Render the part of the listing that opens with the line containing "query | cabbage plant" and closes with the final line of the listing, both ends included, as a numbered list, leaving out any blank lines.

— BEGIN INPUT FOR THIS TASK —

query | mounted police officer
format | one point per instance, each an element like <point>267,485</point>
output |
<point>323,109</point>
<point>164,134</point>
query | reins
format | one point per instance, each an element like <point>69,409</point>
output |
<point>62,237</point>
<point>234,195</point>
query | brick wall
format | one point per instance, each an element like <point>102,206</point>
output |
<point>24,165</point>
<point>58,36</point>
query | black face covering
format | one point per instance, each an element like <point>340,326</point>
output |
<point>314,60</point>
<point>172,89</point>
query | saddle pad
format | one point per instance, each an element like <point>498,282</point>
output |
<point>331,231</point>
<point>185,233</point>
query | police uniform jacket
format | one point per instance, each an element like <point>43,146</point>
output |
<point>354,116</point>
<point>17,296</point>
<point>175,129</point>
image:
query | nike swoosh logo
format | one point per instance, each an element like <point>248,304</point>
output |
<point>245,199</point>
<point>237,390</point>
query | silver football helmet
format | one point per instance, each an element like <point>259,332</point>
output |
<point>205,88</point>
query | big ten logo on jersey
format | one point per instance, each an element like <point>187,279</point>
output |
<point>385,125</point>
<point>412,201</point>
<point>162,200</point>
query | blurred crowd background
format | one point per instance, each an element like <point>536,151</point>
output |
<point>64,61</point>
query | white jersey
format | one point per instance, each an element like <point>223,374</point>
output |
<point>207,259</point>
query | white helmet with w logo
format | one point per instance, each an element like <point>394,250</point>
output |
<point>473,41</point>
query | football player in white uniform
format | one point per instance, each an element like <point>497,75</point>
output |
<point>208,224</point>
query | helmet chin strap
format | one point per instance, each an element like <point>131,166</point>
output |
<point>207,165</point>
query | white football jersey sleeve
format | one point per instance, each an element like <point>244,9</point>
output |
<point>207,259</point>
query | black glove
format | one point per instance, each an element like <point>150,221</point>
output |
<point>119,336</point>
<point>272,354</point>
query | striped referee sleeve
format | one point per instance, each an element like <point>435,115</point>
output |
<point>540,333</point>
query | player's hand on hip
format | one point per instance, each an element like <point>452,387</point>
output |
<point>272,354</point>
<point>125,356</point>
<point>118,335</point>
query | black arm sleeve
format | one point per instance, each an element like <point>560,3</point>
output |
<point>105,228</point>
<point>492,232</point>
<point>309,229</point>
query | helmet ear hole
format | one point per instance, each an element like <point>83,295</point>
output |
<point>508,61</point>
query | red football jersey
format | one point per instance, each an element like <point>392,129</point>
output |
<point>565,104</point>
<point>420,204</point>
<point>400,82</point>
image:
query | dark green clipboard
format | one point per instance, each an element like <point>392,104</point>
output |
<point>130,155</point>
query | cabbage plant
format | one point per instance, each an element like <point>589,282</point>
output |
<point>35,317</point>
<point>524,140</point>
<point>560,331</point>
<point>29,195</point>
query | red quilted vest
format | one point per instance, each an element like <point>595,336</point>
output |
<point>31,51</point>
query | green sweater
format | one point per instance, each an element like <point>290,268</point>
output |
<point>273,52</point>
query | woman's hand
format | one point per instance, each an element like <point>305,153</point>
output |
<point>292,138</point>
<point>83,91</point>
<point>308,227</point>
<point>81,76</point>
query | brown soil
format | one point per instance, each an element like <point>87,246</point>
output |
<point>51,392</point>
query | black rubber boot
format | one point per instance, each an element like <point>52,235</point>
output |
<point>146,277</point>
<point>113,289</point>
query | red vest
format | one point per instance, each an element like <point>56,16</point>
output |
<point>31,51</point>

— END INPUT FOR THIS TASK —

PROBLEM SOLUTION:
1. query | cabbage plant
2. format | one point per instance, each an element like <point>589,282</point>
3. output |
4. <point>35,317</point>
5. <point>524,140</point>
6. <point>560,331</point>
7. <point>29,195</point>
8. query | red quilted vest
9. format | one point per instance, each an element like <point>595,336</point>
10. output |
11. <point>31,51</point>
12. query | green sweater
13. format | one point per instance, each an element like <point>290,268</point>
14. output |
15. <point>273,52</point>
16. query | woman's hand
17. format | one point per instance, each an element like <point>305,153</point>
18. output |
19. <point>292,138</point>
20. <point>83,91</point>
21. <point>308,227</point>
22. <point>81,76</point>
23. query | brown soil
24. format | one point per instance, each an element like <point>87,246</point>
25. output |
26. <point>51,392</point>
27. query | black rubber boot
28. format | one point per instance, each an element like <point>52,235</point>
29. output |
30. <point>146,277</point>
31. <point>113,289</point>
32. query | red vest
33. format | one point per instance, each an element like <point>56,16</point>
34. output |
35. <point>31,51</point>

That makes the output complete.